### PROMPT 1
From the court excerpt below, reproduce word for word the part from "Appellant was standing" to "in fact, cocaine.".

### PROVIDED PASSAGE
We find these arguments to be without merit and affirm the judgment of the trial court.
Appellant was standing near a Baltimore City street corner when a police car carrying three officers pulled up. The driver of the car, Officer Randy Pope, saw appellant drop two small containers from his left hand. All three officers exited the car, and Officer Pope went to investigate the items that appellant had dropped. The other two officers, Officer Ellison James and Detective Anthony Gingles, asked appellant to come speak with them; appellant complied. Officer Pope ascertained that the containers appellant dropped contained a total of 40 small bags of what was suspected to be cocaine. The officer then placed appellant under arrest. Subsequent analysis established that the substance in' the bags was, in fact, cocaine.

### PROMPT 2
Rewrite the records that follow, from the line with "Q: For the photo above, point to the woman's ear, giving" to the end of the records, as a numbered list. Skip blank lines and leave out the pictures.

### TASK DATA
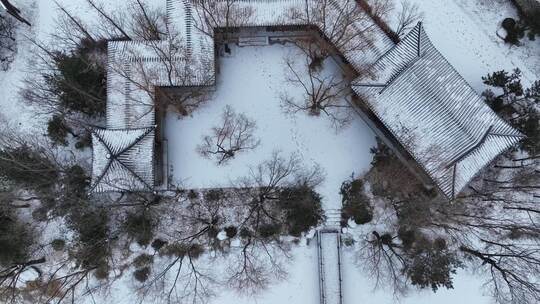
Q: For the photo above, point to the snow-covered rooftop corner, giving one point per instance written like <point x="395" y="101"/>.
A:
<point x="412" y="82"/>
<point x="434" y="113"/>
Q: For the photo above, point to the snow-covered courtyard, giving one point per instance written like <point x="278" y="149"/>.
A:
<point x="251" y="82"/>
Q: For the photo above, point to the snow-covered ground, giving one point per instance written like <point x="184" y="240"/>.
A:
<point x="250" y="82"/>
<point x="331" y="275"/>
<point x="463" y="30"/>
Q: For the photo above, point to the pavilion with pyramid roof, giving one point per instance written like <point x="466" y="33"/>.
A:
<point x="411" y="92"/>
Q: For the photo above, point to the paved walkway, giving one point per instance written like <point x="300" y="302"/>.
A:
<point x="329" y="258"/>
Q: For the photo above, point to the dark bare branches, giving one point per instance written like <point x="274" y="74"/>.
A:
<point x="232" y="136"/>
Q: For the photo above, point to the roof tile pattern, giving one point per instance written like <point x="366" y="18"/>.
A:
<point x="120" y="160"/>
<point x="434" y="113"/>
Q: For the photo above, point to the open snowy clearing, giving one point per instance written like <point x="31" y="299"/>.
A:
<point x="250" y="82"/>
<point x="464" y="31"/>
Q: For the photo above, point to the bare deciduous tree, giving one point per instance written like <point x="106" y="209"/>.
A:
<point x="7" y="41"/>
<point x="234" y="134"/>
<point x="408" y="15"/>
<point x="322" y="92"/>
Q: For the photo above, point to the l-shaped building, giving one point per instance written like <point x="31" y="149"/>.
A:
<point x="407" y="90"/>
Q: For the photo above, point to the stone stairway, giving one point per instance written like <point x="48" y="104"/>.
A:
<point x="333" y="219"/>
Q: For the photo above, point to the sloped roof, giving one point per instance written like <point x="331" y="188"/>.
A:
<point x="433" y="112"/>
<point x="123" y="160"/>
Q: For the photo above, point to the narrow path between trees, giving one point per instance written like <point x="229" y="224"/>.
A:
<point x="329" y="259"/>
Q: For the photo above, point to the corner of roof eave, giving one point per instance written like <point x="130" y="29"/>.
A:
<point x="517" y="138"/>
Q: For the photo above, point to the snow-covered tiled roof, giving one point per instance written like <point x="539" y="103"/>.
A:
<point x="123" y="160"/>
<point x="412" y="89"/>
<point x="186" y="58"/>
<point x="432" y="111"/>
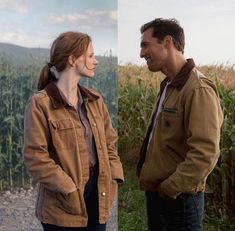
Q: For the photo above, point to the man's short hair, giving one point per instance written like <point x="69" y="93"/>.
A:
<point x="163" y="27"/>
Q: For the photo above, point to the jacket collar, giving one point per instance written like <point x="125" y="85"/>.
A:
<point x="58" y="101"/>
<point x="182" y="77"/>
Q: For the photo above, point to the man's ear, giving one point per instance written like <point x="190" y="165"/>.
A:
<point x="168" y="41"/>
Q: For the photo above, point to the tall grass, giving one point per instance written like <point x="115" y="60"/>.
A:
<point x="137" y="91"/>
<point x="17" y="83"/>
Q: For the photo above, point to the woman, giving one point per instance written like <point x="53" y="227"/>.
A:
<point x="69" y="141"/>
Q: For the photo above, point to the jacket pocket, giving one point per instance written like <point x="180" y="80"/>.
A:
<point x="70" y="203"/>
<point x="63" y="133"/>
<point x="113" y="191"/>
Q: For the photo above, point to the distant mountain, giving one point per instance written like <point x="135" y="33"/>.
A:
<point x="19" y="55"/>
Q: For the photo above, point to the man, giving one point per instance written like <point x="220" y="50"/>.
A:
<point x="181" y="146"/>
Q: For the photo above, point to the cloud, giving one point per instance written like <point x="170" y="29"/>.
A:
<point x="20" y="6"/>
<point x="23" y="39"/>
<point x="90" y="18"/>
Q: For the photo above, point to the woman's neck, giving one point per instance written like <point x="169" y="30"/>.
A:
<point x="67" y="83"/>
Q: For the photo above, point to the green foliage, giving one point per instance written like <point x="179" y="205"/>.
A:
<point x="131" y="204"/>
<point x="136" y="99"/>
<point x="17" y="82"/>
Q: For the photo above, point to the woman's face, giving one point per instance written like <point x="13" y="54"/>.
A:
<point x="85" y="64"/>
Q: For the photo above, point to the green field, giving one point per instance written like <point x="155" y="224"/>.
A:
<point x="137" y="90"/>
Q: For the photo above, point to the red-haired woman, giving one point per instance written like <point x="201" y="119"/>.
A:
<point x="69" y="141"/>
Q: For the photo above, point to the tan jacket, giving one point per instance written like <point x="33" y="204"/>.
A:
<point x="184" y="147"/>
<point x="52" y="153"/>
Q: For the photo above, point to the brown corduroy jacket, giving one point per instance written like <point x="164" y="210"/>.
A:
<point x="184" y="147"/>
<point x="53" y="154"/>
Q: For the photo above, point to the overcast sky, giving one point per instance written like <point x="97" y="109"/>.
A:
<point x="209" y="28"/>
<point x="36" y="23"/>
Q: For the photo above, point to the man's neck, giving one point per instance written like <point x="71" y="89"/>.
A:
<point x="177" y="61"/>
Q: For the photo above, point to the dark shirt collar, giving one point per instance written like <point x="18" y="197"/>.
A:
<point x="59" y="101"/>
<point x="182" y="77"/>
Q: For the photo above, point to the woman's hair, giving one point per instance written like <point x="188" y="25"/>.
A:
<point x="68" y="43"/>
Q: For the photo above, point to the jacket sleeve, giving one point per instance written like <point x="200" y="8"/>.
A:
<point x="202" y="122"/>
<point x="111" y="139"/>
<point x="36" y="156"/>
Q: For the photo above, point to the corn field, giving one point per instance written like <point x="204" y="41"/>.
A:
<point x="17" y="83"/>
<point x="137" y="91"/>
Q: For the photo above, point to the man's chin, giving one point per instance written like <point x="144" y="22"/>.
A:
<point x="152" y="68"/>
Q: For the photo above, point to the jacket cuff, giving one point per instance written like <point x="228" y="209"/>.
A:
<point x="117" y="173"/>
<point x="68" y="186"/>
<point x="168" y="189"/>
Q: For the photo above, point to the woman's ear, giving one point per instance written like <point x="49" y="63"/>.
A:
<point x="71" y="60"/>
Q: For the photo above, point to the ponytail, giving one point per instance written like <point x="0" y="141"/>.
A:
<point x="45" y="77"/>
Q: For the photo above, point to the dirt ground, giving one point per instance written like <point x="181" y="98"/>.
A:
<point x="17" y="211"/>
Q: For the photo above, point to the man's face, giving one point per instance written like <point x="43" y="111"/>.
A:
<point x="153" y="51"/>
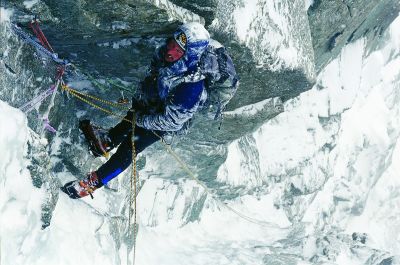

### EXPECTED ANSWER 1
Appellant was standing near a Baltimore City street corner when a police car carrying three officers pulled up. The driver of the car, Officer Randy Pope, saw appellant drop two small containers from his left hand. All three officers exited the car, and Officer Pope went to investigate the items that appellant had dropped. The other two officers, Officer Ellison James and Detective Anthony Gingles, asked appellant to come speak with them; appellant complied. Officer Pope ascertained that the containers appellant dropped contained a total of 40 small bags of what was suspected to be cocaine. The officer then placed appellant under arrest. Subsequent analysis established that the substance in' the bags was, in fact, cocaine.

### EXPECTED ANSWER 2
1. Q: For the photo above, point to the woman's ear, giving one point per instance written like <point x="49" y="63"/>.
2. A:
3. <point x="71" y="60"/>
4. Q: For the photo above, point to the ponytail, giving one point per instance written like <point x="0" y="141"/>.
5. A:
6. <point x="45" y="77"/>
7. Q: For the photo above, point to the dirt ground, giving one point per instance written like <point x="181" y="98"/>.
8. A:
9. <point x="17" y="211"/>
10. Q: For the photo above, point to the man's face, giving one point per instance written like <point x="43" y="111"/>.
11. A:
12. <point x="153" y="51"/>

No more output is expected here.